Mots-clés : migration canadienne-française aux États-Unis; microdonnées des recensements américains; fichier BALSAC; données jumelées; origines géographiques; origines professionnelles
Marielle Côté-Gendreau
Migrations canadiennes-françaises au 19e siècle : un exemple de jumelage censitaire transnational
Cet article a pour but d’illustrer l’utilité des méthodes de jumelage automatique pour l’étude des migrations canadiennes-françaises au Canada et aux États-Unis. Il détaille la construction d’un échantillon longitudinal géolocalisé de près de 30 000 hommes catholiques du Québec issu du jumelage des recensements canadiens et américains de 1850-1852 et 1880-1881. Cet échantillon offre la possibilité de répondre à de nombreuses questions tant sur la composition de la diaspora canadienne-française que sur les flux migratoires internes au Québec. Un arrimage entre l’échantillon, qui est composé de migrants et de non-migrants, et les données censitaires agricoles agrégées suggère une association négative entre la prospérité agricole de la communauté d’origine et la propension à migrer.

### CONSIGNES:
Présentez sous forme de liste le paragraphe de la page qui commence par « Cet article a pour but », en gardant ses faits principaux. Appuyez-vous uniquement sur la page.

### DONNÉES BRUTES:
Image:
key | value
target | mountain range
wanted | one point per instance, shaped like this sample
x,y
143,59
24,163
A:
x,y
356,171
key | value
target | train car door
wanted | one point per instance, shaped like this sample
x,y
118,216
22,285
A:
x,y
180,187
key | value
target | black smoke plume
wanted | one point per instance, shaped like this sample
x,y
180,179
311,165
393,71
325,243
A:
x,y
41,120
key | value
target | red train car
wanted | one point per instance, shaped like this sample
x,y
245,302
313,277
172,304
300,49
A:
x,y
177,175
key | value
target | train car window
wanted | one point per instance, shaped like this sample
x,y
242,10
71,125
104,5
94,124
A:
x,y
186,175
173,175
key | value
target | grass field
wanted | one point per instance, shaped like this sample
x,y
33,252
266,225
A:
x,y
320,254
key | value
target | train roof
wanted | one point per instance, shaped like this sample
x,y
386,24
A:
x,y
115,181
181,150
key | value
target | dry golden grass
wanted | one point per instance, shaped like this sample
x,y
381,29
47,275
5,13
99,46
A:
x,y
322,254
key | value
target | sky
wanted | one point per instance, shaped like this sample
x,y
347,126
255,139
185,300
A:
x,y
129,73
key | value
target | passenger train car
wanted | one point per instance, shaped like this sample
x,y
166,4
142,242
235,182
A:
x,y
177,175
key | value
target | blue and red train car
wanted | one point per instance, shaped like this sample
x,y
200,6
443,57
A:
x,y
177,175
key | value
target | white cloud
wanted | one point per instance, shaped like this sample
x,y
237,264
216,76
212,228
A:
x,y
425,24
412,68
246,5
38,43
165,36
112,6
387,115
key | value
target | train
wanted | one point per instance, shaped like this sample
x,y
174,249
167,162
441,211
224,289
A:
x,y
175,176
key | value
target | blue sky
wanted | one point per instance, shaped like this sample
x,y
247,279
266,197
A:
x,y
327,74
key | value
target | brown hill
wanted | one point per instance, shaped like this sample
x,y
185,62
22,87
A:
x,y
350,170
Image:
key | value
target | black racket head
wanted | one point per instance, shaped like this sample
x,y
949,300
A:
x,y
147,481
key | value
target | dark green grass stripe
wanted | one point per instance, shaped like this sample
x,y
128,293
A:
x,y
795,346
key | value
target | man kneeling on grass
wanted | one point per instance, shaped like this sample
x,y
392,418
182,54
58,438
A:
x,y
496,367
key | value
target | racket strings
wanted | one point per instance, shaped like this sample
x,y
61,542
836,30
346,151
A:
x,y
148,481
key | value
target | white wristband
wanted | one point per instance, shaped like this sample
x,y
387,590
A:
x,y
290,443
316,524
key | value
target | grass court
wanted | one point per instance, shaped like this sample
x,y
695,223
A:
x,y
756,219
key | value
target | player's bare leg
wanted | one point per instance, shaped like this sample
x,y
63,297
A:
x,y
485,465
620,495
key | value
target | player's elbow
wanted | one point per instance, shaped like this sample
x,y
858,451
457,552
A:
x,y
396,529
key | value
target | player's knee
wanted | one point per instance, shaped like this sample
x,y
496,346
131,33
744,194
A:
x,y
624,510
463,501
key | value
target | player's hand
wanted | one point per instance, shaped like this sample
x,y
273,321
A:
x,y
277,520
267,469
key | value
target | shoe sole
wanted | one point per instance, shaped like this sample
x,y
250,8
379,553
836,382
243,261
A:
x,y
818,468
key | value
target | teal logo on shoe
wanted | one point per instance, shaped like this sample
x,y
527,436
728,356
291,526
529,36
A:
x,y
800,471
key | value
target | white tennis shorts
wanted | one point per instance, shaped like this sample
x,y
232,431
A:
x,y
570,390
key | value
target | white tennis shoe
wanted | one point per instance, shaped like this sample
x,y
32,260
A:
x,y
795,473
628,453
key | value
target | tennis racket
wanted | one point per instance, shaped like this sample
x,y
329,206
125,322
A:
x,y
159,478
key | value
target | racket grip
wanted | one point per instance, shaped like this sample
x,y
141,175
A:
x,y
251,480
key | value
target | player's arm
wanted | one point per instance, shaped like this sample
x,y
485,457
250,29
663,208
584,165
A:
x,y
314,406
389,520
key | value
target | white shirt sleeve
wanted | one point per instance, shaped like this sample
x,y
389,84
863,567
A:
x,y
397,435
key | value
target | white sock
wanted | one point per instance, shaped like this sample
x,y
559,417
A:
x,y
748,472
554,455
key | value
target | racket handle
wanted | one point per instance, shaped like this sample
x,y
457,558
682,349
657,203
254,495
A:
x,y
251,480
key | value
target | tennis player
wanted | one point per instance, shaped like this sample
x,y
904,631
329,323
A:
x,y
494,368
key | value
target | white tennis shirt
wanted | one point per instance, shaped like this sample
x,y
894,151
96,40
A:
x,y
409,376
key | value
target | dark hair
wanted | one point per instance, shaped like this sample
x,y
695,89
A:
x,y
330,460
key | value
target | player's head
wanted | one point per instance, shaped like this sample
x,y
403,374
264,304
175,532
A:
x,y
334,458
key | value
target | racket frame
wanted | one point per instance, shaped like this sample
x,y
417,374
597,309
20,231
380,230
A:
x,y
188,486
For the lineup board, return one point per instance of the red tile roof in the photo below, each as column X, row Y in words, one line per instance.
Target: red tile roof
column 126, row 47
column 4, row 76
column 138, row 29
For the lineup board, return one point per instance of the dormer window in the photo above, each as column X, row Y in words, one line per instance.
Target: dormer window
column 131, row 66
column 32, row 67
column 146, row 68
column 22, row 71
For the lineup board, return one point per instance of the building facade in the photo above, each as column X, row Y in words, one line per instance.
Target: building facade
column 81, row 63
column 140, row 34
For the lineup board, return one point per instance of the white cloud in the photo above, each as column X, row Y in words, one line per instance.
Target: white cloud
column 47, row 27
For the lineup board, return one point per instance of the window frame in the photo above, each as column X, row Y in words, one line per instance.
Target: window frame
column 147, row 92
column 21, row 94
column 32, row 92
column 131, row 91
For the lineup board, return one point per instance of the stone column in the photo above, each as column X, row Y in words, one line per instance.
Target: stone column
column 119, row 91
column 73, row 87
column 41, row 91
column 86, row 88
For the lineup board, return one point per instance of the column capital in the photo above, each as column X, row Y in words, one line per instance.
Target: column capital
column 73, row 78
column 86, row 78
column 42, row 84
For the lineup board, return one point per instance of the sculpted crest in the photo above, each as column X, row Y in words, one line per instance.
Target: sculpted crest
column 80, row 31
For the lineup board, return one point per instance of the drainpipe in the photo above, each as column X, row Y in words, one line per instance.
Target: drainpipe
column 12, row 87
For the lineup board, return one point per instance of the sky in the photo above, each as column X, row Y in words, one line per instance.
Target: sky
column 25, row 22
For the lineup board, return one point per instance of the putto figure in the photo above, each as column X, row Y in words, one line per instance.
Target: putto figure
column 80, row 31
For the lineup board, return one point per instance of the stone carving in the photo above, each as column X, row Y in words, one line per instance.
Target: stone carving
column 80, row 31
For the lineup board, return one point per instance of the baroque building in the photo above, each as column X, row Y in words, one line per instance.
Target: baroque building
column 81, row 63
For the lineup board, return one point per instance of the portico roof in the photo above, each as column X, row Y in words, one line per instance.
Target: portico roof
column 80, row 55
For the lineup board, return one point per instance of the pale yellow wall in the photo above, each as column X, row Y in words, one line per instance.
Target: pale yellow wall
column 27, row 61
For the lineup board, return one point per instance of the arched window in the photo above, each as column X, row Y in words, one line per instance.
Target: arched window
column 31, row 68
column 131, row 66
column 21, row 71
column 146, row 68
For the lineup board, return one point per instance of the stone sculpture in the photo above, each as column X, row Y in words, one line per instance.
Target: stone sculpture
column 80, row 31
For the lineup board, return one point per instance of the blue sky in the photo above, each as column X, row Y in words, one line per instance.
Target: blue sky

* * *

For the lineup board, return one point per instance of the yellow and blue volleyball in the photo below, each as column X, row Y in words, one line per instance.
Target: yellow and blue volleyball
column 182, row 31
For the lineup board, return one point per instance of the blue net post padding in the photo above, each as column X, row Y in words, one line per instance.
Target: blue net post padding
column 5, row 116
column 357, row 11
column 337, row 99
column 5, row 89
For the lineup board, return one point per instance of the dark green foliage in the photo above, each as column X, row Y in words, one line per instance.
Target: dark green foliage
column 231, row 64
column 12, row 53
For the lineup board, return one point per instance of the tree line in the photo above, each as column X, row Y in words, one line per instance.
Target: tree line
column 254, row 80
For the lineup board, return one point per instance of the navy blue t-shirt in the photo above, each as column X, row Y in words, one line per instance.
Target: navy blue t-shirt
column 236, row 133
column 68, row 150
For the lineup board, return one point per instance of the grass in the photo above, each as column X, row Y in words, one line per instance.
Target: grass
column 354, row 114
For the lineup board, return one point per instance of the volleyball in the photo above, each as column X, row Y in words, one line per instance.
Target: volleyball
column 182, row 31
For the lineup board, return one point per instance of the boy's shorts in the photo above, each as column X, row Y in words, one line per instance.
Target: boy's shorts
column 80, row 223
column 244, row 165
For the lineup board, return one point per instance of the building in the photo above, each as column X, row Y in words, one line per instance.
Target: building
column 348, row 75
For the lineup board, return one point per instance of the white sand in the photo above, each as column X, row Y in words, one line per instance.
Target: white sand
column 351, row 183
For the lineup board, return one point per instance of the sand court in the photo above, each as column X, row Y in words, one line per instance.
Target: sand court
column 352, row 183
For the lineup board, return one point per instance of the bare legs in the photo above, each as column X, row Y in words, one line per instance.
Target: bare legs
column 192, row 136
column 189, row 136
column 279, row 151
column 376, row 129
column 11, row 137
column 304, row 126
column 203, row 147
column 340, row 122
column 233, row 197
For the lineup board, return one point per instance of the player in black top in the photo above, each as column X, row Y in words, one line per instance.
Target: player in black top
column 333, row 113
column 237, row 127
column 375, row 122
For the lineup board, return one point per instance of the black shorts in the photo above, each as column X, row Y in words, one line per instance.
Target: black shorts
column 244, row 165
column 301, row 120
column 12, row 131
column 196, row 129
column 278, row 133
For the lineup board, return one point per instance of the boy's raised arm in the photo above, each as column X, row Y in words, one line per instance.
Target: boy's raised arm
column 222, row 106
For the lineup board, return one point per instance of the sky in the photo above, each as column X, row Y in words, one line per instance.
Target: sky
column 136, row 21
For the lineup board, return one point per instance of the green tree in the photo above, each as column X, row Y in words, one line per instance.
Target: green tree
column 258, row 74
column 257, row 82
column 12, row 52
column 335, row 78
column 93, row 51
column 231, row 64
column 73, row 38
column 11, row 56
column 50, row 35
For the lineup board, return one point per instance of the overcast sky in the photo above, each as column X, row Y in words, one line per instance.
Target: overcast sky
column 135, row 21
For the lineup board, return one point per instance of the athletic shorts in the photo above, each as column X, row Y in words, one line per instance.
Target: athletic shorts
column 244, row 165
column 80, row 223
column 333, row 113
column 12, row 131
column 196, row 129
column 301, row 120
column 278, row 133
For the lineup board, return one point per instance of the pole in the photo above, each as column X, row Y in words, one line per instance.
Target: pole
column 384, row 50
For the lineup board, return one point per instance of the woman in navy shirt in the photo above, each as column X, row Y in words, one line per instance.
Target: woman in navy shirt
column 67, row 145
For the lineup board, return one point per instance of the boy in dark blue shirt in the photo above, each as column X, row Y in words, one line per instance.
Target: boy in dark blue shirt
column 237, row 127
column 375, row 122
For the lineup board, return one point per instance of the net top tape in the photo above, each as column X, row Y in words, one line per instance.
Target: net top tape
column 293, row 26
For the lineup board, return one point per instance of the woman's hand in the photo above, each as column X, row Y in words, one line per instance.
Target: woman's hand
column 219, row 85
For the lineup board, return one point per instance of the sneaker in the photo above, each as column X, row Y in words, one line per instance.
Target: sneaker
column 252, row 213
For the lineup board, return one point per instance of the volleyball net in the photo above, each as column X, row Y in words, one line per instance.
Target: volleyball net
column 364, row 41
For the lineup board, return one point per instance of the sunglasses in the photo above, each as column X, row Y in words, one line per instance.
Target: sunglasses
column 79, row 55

### RÉPONSE:
- Objectif : montrer l'utilité des méthodes de jumelage automatique pour étudier les migrations canadiennes-françaises au Canada et aux États-Unis.
- Méthode : constitution d'un échantillon longitudinal géolocalisé de près de 30 000 hommes catholiques du Québec. Cet échantillon provient du jumelage des recensements canadiens et américains de 1850-1852 et 1880-1881.
- Intérêt : éclairer la composition de la diaspora canadienne-française et les flux migratoires internes au Québec.
- Résultat : l'échantillon, composé de migrants et de non-migrants, a été relié aux données censitaires agricoles agrégées. Ce rapprochement suggère une association négative entre la prospérité agricole de la communauté d'origine et la propension à migrer.